======== Text excerpt ========
At the same time, lawmakers and the governor had to contend with negative signals from Washington, where officials offered little hope they would agree to guarantee billions in emergency short-term loans, even if massive spending cuts can be quickly enacted.

It added up to a sense of anxiety as lawmakers rushed to cobble together a spending plan before the state runs short of the cash it needs to pay bills in July.

To balance the books, Schwarzenegger is eyeing the dismantling of the state's CalWorks program, which serves more than 500,000 poor families with children, as well as the elimination of Healthy Families, which provides medical coverage to 928,000 children and teens. Mothballing the two programs would save the state about $1.4 billion in the coming fiscal year, officials said.

If the proposals to slash the safety net come to pass, they would completely reshape the state's social service network, transforming California from one of the country's most generous states to one of the most tightfisted in aiding the poor.

Also potentially on the chopping block is CalGrants, a financial assistance program that offers cash grants to lower- and middle-income college students each year. The governor's proposal would eliminate the 77,000 new grants awarded each year at a cost of $180 million, but that saving would eventually grow to more than $900 million as students graduated and the program was phased out.

Schwarzenegger is considering big cuts to other programs and departments as he struggles to downsize state government after Tuesday's voter rejection of nearly $6 billion in funding measures.
========
• [Assignment] Write out the part of the excerpt on California's budget cuts word for word, starting at the words "To balance the" and stopping after "year, officials said.".
======== Raw data ========
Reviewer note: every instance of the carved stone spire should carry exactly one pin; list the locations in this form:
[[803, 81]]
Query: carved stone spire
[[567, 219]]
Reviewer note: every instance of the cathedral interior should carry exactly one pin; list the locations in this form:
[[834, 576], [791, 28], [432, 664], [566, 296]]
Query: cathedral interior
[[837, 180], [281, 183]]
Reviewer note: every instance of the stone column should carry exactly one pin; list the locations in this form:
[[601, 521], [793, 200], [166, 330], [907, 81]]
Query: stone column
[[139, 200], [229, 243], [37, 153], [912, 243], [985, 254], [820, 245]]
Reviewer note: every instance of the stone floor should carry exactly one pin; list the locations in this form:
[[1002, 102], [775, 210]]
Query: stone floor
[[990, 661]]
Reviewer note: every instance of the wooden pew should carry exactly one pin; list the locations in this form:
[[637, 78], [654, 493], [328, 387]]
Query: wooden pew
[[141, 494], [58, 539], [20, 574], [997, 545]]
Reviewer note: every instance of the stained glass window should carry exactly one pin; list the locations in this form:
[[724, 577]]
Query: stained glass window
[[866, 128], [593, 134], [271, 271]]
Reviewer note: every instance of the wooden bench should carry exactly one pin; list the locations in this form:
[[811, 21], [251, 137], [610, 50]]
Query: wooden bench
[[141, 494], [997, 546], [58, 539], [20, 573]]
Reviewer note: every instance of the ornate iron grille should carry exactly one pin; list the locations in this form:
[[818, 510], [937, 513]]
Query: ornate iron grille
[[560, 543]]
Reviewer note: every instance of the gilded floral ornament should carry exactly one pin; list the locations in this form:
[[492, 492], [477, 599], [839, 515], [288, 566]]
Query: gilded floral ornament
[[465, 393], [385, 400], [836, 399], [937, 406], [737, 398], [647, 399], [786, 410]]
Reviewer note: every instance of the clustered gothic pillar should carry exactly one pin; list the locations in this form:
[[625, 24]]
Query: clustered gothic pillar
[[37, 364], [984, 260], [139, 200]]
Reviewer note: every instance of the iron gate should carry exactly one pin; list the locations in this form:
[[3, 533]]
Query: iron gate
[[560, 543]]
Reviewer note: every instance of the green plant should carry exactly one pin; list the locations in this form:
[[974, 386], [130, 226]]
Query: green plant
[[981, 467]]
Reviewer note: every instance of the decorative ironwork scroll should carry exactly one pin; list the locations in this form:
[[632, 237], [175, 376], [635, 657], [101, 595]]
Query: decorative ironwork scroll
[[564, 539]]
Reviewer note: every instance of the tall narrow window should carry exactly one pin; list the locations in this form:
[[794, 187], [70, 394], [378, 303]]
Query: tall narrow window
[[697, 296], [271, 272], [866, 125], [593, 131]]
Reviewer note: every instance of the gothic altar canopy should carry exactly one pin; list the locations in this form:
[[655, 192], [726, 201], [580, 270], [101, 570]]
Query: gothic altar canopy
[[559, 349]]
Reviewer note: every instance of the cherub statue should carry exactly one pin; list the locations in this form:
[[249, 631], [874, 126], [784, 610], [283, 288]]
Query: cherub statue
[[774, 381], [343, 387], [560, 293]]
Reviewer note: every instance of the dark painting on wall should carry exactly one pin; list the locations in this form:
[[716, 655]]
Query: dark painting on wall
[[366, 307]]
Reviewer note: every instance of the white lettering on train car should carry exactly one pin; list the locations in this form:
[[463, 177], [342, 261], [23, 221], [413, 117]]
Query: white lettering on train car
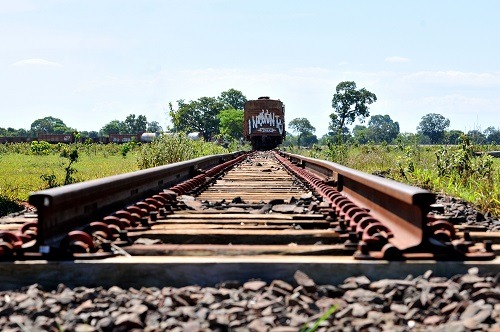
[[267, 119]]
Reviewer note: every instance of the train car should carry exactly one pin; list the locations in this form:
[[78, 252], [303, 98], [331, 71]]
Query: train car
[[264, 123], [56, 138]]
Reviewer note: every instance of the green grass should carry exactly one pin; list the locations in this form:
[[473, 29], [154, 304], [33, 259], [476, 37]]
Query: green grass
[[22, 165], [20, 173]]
========
• [Reply]
To balance the books, Schwarzenegger is eyeing the dismantling of the state's CalWorks program, which serves more than 500,000 poor families with children, as well as the elimination of Healthy Families, which provides medical coverage to 928,000 children and teens. Mothballing the two programs would save the state about $1.4 billion in the coming fiscal year, officials said.